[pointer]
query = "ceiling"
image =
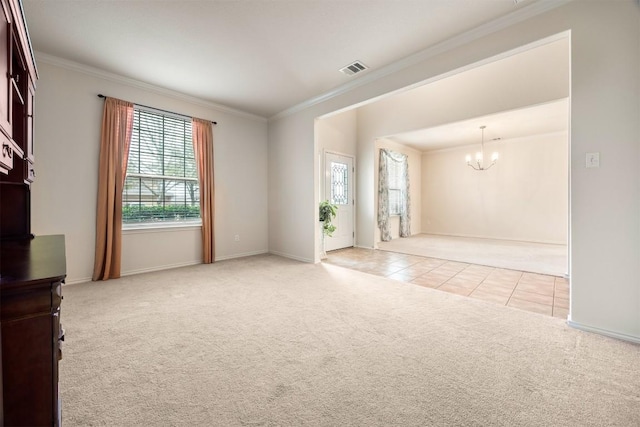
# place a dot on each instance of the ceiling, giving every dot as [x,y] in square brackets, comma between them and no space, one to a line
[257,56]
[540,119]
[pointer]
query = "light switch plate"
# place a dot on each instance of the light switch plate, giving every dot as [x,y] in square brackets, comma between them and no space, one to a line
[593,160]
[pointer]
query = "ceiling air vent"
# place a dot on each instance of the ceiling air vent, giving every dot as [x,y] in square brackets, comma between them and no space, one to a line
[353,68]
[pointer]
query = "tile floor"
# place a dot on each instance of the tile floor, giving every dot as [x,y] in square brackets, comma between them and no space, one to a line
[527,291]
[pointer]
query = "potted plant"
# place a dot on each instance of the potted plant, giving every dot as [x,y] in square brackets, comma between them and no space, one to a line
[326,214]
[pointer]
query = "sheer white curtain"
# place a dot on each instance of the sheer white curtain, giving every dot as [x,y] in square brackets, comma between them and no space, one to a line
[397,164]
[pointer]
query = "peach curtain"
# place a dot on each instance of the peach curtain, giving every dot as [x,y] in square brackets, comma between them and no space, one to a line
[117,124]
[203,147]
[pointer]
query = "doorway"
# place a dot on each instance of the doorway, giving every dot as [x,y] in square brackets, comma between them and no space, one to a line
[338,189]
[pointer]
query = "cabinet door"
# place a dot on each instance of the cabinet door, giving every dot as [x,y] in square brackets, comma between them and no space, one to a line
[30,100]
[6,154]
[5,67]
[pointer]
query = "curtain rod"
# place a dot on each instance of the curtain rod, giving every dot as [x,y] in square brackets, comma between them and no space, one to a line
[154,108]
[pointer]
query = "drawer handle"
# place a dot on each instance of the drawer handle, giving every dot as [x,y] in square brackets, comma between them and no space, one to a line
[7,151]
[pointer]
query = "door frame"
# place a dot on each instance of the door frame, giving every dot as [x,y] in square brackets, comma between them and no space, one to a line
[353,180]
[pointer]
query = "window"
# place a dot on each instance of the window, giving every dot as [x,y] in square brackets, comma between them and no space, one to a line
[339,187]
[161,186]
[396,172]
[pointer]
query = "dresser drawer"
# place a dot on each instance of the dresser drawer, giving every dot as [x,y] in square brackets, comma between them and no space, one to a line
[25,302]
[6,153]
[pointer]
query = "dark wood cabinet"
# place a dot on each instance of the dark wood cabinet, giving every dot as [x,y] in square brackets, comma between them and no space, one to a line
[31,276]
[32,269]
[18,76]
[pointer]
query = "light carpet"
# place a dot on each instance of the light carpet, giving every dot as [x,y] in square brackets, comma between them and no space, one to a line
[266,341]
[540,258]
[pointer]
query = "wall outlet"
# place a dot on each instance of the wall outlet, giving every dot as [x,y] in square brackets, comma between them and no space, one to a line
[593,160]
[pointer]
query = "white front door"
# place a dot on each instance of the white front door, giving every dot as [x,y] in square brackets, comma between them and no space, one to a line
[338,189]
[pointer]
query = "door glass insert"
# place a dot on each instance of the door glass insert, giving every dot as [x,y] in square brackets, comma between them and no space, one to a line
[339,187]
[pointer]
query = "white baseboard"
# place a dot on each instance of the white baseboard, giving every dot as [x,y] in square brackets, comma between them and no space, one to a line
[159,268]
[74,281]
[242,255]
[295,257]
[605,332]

Assignment — Omit the pictures and reproduce the records above exactly.

Answer to this exercise —
[pointer]
query = "ceiling"
image =
# place a dot on each instance of the ceiling, giving every dot as [x,y] in square brackets, comma between them and no space, one to a line
[257,56]
[540,119]
[pointer]
query = "light switch plate"
# place a dot on each instance of the light switch plate, giving every dot as [x,y] in square brackets, comma between them and no space, one to a line
[593,160]
[pointer]
query = "ceiling air vent"
# place a dot on each instance of the ceiling air vent, giving every dot as [x,y] in square brackets, comma between them and no space, one to a line
[353,68]
[pointer]
query = "tile floor"
# place a dot on each instance of the tile floor, giving every dot as [x,y] in square brackets, comma between them and no space, one to a line
[527,291]
[pointer]
query = "potted plant"
# place a dot on each instance of the potted plant, giving every dot as [x,y] in square brackets, comma between them and no space, one to a line
[326,214]
[pointer]
query = "sheer white curtain"
# place a dot on each instance of the sheer white curtain, giving every dot as [x,y] in square brackets, comma between them and no space, one to a line
[397,164]
[pointer]
query = "peach curtain"
# place a dot on each instance of the peach curtain, giving every dot as [x,y] in square brackets, comma between them and no space, one to a line
[117,124]
[203,147]
[pointer]
query = "doorway"
# place a dot on each instance of the doorway, giving every dot as [x,y] in square brackets, comma between them and no space, one to a line
[338,189]
[pointer]
query = "cabinet door"
# place a dot on each instance of the cabinet door, giving every dot as [x,y] in square brackets, comma between them and no space, one to a line
[30,100]
[6,154]
[5,67]
[pointer]
query = "curtain rod"
# place a dot on each instance of the curtain rod, giving every dot as [x,y] in square brackets, comma between them and no space, one to a line
[154,108]
[pointer]
query = "drawer handle"
# place a dot on each instance of the drawer handle, giving every dot as [x,y] in square brackets, comma between them and no space, one to a line
[7,151]
[pointer]
query = "door frame"
# place a dot on each instance of the door frame, giving every dot as [x,y] in square brackets, comma between them and no space, one to a line
[353,180]
[pointer]
query = "window"
# place a dot on each instance of the window, giving every dot as [x,y] in square brackets, comma between them and no space, one to a line
[339,187]
[161,186]
[396,172]
[pointer]
query = "dresser drawer"
# place a dot on each instance of the dresser drawer, giving every dot as [x,y] in square brackets, comma between them and no space, one to a line
[25,302]
[6,153]
[pointer]
query = "dark wood cabinet"
# place a dot on each instance of the dark wood cabinet, giving every dot as [x,y] in square brackets, comma between them and no space, one to a line
[31,276]
[32,269]
[18,76]
[pointer]
query = "light carpet"
# place a dot on each instance of the light carpet, giving every dot as [x,y] in square brackets, comma between them and no space, one to a line
[266,341]
[540,258]
[pointer]
query = "wall outlet"
# place a dot on each instance of the wall outlet, giving every dot as [x,y] in square brackets, comma between them and no space, one to a line
[593,160]
[pointer]
query = "white front door"
# place a dot on each instance of the white front door, giving every dot as [x,y] in square brackets, comma between them and no space, one to a line
[338,189]
[pointer]
query = "door glass insert"
# place a dot on each instance of the door glass insert, giving every dot as [x,y] in square brackets, comma between them and no space, one to a line
[339,187]
[pointer]
query = "white baseboard"
# place a dot on each instance of the white baseboard, giving every dot as [x,y] in square brackets, comma between them and no space, one to a line
[159,268]
[74,281]
[242,255]
[295,257]
[605,332]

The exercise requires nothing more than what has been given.